- _Exercise description_
A complete and exact copy of the entries below is the expected result.

[Stored data entries]
╭──
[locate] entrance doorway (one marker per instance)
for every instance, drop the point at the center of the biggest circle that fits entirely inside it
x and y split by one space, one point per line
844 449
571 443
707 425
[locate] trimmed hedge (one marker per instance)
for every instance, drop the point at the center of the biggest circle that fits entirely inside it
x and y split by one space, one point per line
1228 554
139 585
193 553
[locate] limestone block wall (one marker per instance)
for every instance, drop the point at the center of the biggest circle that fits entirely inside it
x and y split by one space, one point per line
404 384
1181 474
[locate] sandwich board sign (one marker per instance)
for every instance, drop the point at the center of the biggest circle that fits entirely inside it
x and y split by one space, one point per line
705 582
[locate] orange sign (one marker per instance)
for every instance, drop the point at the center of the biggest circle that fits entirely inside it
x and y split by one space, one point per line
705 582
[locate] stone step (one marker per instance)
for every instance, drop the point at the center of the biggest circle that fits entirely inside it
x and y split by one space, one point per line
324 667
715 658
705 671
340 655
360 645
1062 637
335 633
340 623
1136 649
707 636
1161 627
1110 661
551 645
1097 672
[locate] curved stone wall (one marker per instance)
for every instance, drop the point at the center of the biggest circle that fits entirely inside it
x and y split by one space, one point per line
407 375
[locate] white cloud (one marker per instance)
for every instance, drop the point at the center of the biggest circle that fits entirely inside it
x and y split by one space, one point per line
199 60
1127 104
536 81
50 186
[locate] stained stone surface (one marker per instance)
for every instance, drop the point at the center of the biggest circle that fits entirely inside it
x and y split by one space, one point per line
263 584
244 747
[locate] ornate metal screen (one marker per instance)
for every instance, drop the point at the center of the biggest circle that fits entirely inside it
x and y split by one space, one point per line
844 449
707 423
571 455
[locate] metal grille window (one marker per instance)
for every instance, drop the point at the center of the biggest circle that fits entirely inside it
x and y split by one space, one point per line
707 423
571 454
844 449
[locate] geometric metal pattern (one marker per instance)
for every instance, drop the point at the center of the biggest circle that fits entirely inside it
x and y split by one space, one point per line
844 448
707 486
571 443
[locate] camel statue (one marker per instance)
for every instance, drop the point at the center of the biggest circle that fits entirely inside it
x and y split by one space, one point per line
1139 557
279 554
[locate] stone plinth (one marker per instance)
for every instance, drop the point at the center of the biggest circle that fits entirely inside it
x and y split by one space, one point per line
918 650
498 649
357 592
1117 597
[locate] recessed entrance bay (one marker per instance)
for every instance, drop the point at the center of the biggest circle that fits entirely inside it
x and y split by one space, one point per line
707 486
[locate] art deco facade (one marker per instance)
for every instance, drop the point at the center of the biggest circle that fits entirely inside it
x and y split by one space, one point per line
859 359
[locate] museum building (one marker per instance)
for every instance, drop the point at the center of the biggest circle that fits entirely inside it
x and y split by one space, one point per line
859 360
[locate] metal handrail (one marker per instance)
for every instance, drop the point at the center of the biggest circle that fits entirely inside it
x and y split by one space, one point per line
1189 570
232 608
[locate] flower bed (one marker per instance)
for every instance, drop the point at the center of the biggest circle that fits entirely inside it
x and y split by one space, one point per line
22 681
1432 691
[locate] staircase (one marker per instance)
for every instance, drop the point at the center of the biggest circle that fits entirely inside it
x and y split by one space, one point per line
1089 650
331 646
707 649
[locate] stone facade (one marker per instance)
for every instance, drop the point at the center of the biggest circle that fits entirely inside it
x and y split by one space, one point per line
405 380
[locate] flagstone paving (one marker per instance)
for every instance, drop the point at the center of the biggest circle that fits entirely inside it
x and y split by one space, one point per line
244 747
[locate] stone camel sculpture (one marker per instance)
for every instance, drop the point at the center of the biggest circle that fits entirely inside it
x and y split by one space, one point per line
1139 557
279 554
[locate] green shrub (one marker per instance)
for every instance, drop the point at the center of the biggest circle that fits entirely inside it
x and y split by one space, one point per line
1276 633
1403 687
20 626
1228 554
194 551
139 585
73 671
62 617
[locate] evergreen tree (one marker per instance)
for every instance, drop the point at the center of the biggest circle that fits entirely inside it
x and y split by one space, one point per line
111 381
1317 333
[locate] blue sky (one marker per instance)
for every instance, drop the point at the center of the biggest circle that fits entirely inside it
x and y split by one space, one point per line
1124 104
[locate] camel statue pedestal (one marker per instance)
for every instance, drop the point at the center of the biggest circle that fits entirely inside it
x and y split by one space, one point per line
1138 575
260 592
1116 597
╰──
- _Worked solution_
[locate] entrance doorway (one marker per instance)
for every instance, drop the point at the center of the biggest circle that fits entirely inside it
x and y split by one space, one point per line
844 449
571 443
707 425
[locate] trimmed hedge (one marker per instance)
for every instance, drop the point at the center of the biggest circle that fits entirely inside it
x and y split by one space, one point per line
1228 554
139 585
193 553
[locate] limestone block wall (one marker per instance)
for every instance, drop the point at the center of the biggest circle that fits entirely inside it
x and y split by one space, one point per line
404 384
1181 474
[locate] sandwich board sign (one marker per instance)
for every instance, drop the point at the center of the biggest circle that fits entirely inside it
x and y split by one space, one point per line
705 582
[locate] orange sign (one marker per instance)
for every instance, drop the point at the center of the biggest circle that fits entirely inside it
x and y split by one space, one point per line
705 582
[locate] stone step (one marker per instance)
for every instance, drop the point at the center of the biggest circle that fits entirely inside it
x and y split by one space, one point per line
324 667
715 658
705 671
340 655
360 645
1062 637
335 633
340 623
1136 649
707 636
1161 627
1110 661
551 645
1097 672
[locate] curved stone wall (one marker per instance)
for every instance, drop the point at the center of the biggest circle that fits entirely inside it
x and y split by one space, one point per line
407 375
[locate] white cloud (one marker per instance)
for every instance, drop the point at the center of the biggest circle that fits entirely inside it
x and y split by one space, one point per line
199 60
1127 104
536 81
50 186
[locate] stained stone surface (one marker per instance)
for every instance, drop the point at the center of the biggest circle that fits entirely inside it
x and y split by one space, one point per line
263 584
244 747
[locate] ornate metal screen (one marker per instance)
for every instance, drop the point at the center of the biggest circle that fits entirely inside it
x and y split by one space, one point per line
844 449
707 423
571 455
[locate] metal grille window (one marker per instance)
for every instance, drop the point at the center of the biggest circle that fits entirely inside it
x and y split by one space, one point per line
707 423
571 454
844 449
[locate] geometric metal pattern (one marker per instance)
for every instance, drop the point at the center of the biggest circle that fits entirely inside it
x and y split by one space, one point per line
844 448
707 486
571 443
[locate] camel statue (one marker per instance)
for every instance, drop the point at the center of the biggest circle that fits entirely inside it
x and y split by one space, one point per line
1139 557
279 554
[locate] stone plinth (one marker per instance)
for every instance, drop the point at the center of the biggest circle that fits entirely inside it
x and y split by one space, one point per line
918 650
498 649
357 592
1117 597
[locate] recessed entrance bay (one marker per instance)
for every instance, drop the point at the center of the biggest circle that fits entirely inside it
x and y split by one space, one point per line
707 486
[locate] art deco facade (one marker per instance)
for every instance, drop the point at the center of the biggest circle that fits entirely inside it
x and y split by one space, one point per line
859 359
[locate] museum building (one marker per instance)
for every instance, drop the point at the center of the biggest circle that fits entirely inside it
x and y split by one space, one point per line
859 360
[locate] metal handrail (one marker per instance)
for every instance, drop the point at the center of the biggest circle that fits entirely inside it
x and y split by one space, one point per line
1189 570
232 608
[locate] flower bed (one marker per instance)
for every instance, drop the point at the center of the biggest circle that fits entirely inside it
x and y split by one space, one point per line
22 681
1432 691
[locate] staircase (one marker per instance)
for every instance, drop the point at the center of the biggest circle that fits entirely inside it
x and y split by one space, one point per line
1089 650
331 646
707 649
[locate] stone facade (one marker per instance)
for every instance, drop the point at the center of the biggest circle that fits entirely inside it
x and y split by one space, one point per line
405 380
[locate] flagstone paving (one marker per instance)
for every instance, drop the point at the center of the biggest circle that fits entirely inside it
x and y split by one space, one point per line
244 747
[locate] stone camel sculpture (one marker per instance)
for every instance, drop the point at the center of the biggest circle that fits entirely inside it
x and y split by one space, one point per line
1139 557
279 554
[locate] green shrub (one marker per instance)
for every instance, drop the point at the center of the biggest circle that fits entirely inside it
x and y split by one space, one point per line
1276 633
1403 687
20 626
1228 554
194 551
139 585
73 671
62 617
[locate] evergreen tree (one marker per instance)
for every instance, drop the point at the center of the biggest circle that fits entirely inside it
x and y split by one space, one point per line
111 381
1317 333
[locate] blue sky (one marker per instance)
for every instance, drop the point at the center of the biggest circle that fits entirely inside it
x and y split by one space, one point per line
1124 104
[locate] camel statue pedestal (one marker per instance)
for every instance, drop the point at the center of the biggest circle that fits entirely inside it
x and y split by one space, one point per line
1138 575
260 592
1116 597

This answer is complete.